Answer these questions from the text on the buried Antarctic fjords:
1. In which scientific journal did the research team publish its letter?
2. At which university is Professor Martin Siegert?
3. About how long ago did the ice sheet probably begin forming, according to the scientists?

* _DOCUMENT TEXT_:
────────

Earlier this year, new data from ice-penetrating radar revealed a complex landscape of mountains and fjords deep beneath the Antarctic ice in the vicinity of Wilkes Land (east Antarctica).

A team of researchers from the University of Texas, the University of Edinburgh, the Australian Antarctic Division, and the Antarctic Climate and Ecosystems Cooperative Research Centre published a letter in the scientific journal Nature entitled "A dynamic East Antarctic ice sheet suggested by ice-covered fjord landscapes." In the abstract to that article, they wrote that "The identification of this fjord landscape, based on new data from ice-penetrating radar, provides an improved understanding of the topography of the Aurora Subglacial Basin and its surroundings, and reveals a complex surface sculpted by a succession of ice-sheet configurations substantially different from today’s."

This article from the BBC News provides some close-up of the topographic map of the fjord channels, buried under 3,000-plus feet of ice and below today's sea levels. That article quotes one of the team members, Professor Martin Siegert of the University of Edinburgh, saying:
The modern ice sheet couldn't possibly have done this; it has to have been the consequence of an ice sheet that was much smaller than today's. Comparing our data with geomorphological evidence from other regions of the world, we can be pretty confident that these fjords were formed by fast-flowing ice at the edge of the ice sheet. It's the first evidence we have of how the ice was in phases of growth and retreat as it marched across this subglacial basin to form the ice sheet we recognise today.
In their abstract to the article published in Nature, the scientists surmise that the ice sheet probably began forming about 34 million years ago, and then went through numerous cycles of advance and retreat (up to thirty such cycles) for the next 20 million years.

Of course, these conjectures are based upon the assumptions of conventional geology, which argue that Antarctica has been covered by its present sheet of solid ice for millions of years -- long before the arrival of modern man. We have already discussed how the hydroplate theory of Dr. Walt Brown -- which explains numerous aspects of the earth more satisfactorily than do conventional theories, and which is particularly helpful in explaining some of the mysterious evidence surrounding Antarctica -- proposes a different mechanism for the origin of a past ice age and the ice now covering Antarctica.

────────

Excerpts from point annotation data
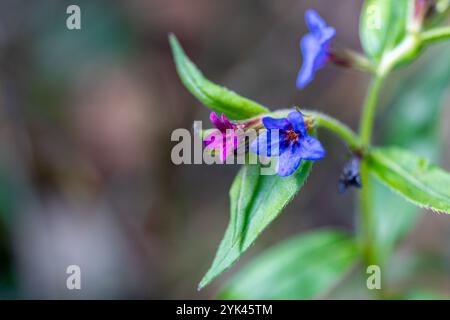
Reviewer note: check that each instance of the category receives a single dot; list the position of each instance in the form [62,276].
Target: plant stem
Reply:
[341,130]
[322,120]
[370,104]
[435,34]
[367,219]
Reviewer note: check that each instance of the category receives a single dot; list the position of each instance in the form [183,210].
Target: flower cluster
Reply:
[315,47]
[285,138]
[291,143]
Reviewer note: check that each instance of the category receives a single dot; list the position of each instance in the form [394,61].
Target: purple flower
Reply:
[224,139]
[292,144]
[314,47]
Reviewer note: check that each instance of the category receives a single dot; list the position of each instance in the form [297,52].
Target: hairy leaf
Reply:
[382,25]
[211,95]
[418,100]
[415,178]
[303,267]
[256,200]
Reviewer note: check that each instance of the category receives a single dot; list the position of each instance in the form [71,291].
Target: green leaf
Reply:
[418,100]
[211,95]
[256,200]
[421,294]
[383,25]
[419,181]
[303,267]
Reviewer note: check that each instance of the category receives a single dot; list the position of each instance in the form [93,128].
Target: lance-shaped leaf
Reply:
[383,25]
[211,95]
[256,200]
[303,267]
[413,177]
[418,99]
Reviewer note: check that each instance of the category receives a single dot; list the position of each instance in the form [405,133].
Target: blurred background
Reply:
[85,123]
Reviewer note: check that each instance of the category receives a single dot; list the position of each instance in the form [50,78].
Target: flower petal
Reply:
[276,123]
[311,50]
[311,148]
[225,122]
[216,121]
[289,160]
[314,21]
[267,143]
[297,121]
[327,34]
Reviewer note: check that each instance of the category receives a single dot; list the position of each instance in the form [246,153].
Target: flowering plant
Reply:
[393,34]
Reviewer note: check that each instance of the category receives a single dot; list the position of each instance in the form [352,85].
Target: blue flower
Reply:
[314,47]
[287,139]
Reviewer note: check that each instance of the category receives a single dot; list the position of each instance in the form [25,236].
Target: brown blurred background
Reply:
[85,123]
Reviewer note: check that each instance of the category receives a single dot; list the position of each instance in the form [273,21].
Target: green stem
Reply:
[367,219]
[435,34]
[322,120]
[337,127]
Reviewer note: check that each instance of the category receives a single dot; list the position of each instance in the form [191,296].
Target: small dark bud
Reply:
[350,175]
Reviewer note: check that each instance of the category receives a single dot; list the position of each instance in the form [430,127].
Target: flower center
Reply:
[292,135]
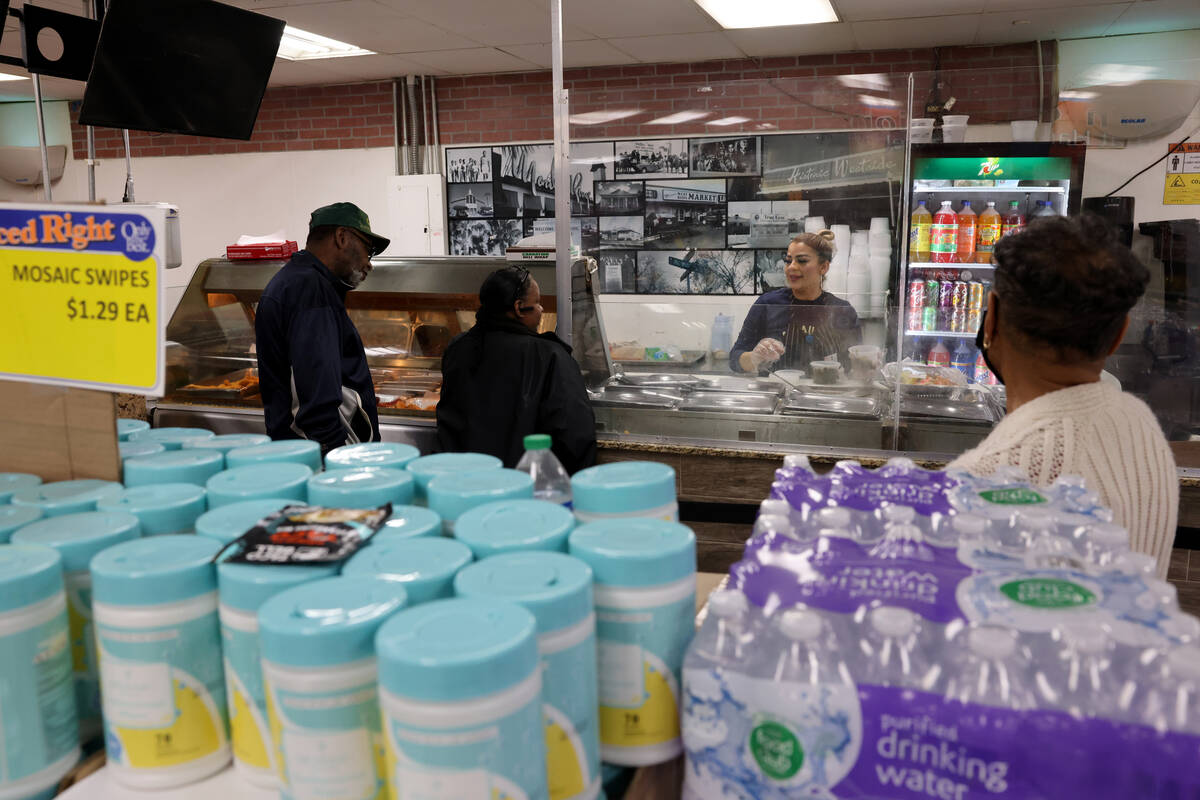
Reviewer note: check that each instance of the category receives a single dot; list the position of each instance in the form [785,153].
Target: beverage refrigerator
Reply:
[993,190]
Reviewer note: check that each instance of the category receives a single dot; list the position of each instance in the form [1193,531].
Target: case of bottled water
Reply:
[904,633]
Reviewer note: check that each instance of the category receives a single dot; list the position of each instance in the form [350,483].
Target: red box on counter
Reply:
[268,251]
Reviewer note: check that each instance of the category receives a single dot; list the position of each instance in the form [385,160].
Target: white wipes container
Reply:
[41,740]
[557,589]
[628,488]
[243,589]
[646,606]
[161,680]
[78,537]
[461,692]
[322,685]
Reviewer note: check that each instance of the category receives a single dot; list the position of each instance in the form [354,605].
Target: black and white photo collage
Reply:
[660,216]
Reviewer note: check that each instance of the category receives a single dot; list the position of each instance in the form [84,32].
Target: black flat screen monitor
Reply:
[180,66]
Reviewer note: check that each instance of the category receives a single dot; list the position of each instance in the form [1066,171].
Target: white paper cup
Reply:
[1025,130]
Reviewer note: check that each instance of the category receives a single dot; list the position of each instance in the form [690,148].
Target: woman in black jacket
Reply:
[502,380]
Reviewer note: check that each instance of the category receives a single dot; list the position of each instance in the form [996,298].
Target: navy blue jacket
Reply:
[311,365]
[809,329]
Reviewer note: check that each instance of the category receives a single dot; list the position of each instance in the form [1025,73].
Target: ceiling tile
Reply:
[929,31]
[487,22]
[996,28]
[795,40]
[472,61]
[588,53]
[855,11]
[1153,16]
[372,26]
[682,47]
[615,18]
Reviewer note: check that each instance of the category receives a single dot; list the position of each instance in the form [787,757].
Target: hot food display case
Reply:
[409,308]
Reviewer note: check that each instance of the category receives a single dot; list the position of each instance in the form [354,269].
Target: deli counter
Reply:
[409,308]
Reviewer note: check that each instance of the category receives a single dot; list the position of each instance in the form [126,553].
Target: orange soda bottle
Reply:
[969,222]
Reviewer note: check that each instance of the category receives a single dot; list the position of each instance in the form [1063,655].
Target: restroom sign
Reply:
[1182,182]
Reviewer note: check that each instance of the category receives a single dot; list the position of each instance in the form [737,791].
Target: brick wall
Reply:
[991,83]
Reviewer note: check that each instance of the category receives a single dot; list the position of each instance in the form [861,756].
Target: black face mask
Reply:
[983,318]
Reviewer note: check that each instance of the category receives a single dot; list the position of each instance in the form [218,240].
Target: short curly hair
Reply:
[1067,283]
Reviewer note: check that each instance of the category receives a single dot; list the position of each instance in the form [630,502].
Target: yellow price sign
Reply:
[81,296]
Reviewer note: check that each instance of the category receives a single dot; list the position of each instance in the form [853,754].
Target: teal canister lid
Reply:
[246,587]
[67,497]
[635,551]
[372,453]
[555,587]
[327,623]
[425,566]
[258,481]
[456,649]
[226,441]
[171,438]
[511,525]
[229,522]
[155,571]
[295,451]
[13,518]
[450,495]
[624,486]
[173,467]
[126,428]
[161,507]
[29,573]
[409,522]
[138,449]
[360,487]
[426,468]
[12,482]
[78,537]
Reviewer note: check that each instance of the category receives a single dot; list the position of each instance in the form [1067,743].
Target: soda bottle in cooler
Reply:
[990,226]
[945,304]
[943,235]
[1014,221]
[916,305]
[919,233]
[975,306]
[959,299]
[966,234]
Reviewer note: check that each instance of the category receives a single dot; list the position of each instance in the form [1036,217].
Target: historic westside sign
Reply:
[81,296]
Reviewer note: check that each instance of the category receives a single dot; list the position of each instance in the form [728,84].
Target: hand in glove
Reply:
[768,350]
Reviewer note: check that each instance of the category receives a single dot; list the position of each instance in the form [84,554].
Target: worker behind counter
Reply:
[801,323]
[312,368]
[503,380]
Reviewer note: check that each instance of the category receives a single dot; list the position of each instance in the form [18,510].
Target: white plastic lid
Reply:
[899,513]
[893,620]
[726,603]
[991,642]
[1085,637]
[801,624]
[833,517]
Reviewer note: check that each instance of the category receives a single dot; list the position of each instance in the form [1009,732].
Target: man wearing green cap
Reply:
[311,365]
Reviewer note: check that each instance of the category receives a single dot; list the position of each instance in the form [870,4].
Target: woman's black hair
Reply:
[1067,283]
[501,289]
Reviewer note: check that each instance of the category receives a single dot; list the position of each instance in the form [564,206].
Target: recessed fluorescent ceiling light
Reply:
[301,46]
[768,13]
[679,118]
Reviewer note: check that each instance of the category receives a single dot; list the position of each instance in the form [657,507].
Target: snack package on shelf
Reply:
[904,633]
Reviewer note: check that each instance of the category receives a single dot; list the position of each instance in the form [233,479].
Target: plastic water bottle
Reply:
[550,480]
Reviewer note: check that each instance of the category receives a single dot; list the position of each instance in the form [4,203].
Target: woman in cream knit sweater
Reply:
[1059,307]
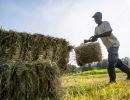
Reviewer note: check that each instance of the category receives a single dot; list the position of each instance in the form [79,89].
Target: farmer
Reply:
[103,31]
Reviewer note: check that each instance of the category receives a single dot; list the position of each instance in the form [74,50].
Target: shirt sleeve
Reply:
[95,32]
[107,26]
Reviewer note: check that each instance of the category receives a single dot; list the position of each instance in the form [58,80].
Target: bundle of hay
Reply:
[88,53]
[23,80]
[31,47]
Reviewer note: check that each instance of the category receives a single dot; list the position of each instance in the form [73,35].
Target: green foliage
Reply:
[92,72]
[95,87]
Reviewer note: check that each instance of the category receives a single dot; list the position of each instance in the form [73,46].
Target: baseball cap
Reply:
[97,14]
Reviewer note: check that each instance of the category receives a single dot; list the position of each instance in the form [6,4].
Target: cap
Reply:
[97,14]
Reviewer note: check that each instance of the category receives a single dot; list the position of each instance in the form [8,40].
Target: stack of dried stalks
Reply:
[23,80]
[24,46]
[88,53]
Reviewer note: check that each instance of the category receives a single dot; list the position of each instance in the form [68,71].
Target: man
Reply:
[103,31]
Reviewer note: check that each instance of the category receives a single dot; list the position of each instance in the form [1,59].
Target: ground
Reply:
[95,87]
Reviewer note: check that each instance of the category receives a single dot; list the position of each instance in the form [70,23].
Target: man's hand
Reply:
[93,38]
[85,41]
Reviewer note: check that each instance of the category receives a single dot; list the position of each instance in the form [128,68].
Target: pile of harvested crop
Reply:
[31,47]
[23,80]
[88,53]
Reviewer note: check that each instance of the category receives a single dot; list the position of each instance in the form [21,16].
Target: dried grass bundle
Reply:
[88,53]
[24,46]
[22,80]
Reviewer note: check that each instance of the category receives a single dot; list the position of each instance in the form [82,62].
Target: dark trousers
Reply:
[114,61]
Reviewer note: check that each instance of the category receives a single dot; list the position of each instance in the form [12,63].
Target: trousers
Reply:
[114,61]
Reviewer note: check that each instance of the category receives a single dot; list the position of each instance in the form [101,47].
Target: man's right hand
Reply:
[93,38]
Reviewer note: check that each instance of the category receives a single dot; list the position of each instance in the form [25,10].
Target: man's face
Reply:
[98,20]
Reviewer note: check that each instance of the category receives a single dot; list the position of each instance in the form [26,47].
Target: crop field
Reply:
[94,85]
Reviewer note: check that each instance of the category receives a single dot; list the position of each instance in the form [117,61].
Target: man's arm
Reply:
[105,34]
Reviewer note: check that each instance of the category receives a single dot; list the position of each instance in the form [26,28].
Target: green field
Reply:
[93,85]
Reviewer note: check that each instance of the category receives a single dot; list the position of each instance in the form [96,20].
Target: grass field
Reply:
[93,85]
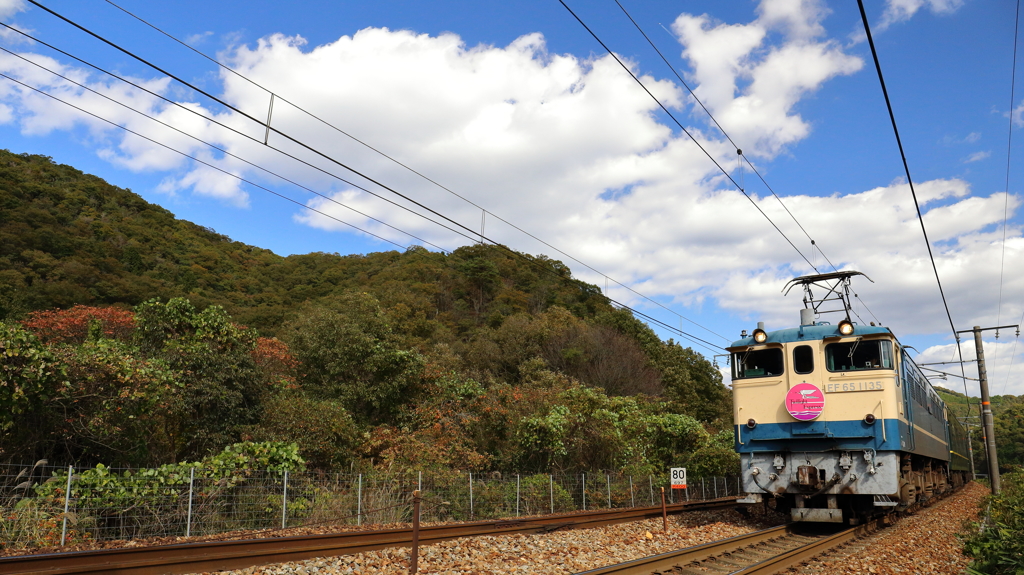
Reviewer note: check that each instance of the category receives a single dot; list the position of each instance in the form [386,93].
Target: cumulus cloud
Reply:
[574,151]
[977,157]
[1003,362]
[902,10]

────────

* _SOLUTION FOR THIS TASK_:
1. Nature
2. The University of Edinburgh
3. About 34 million years ago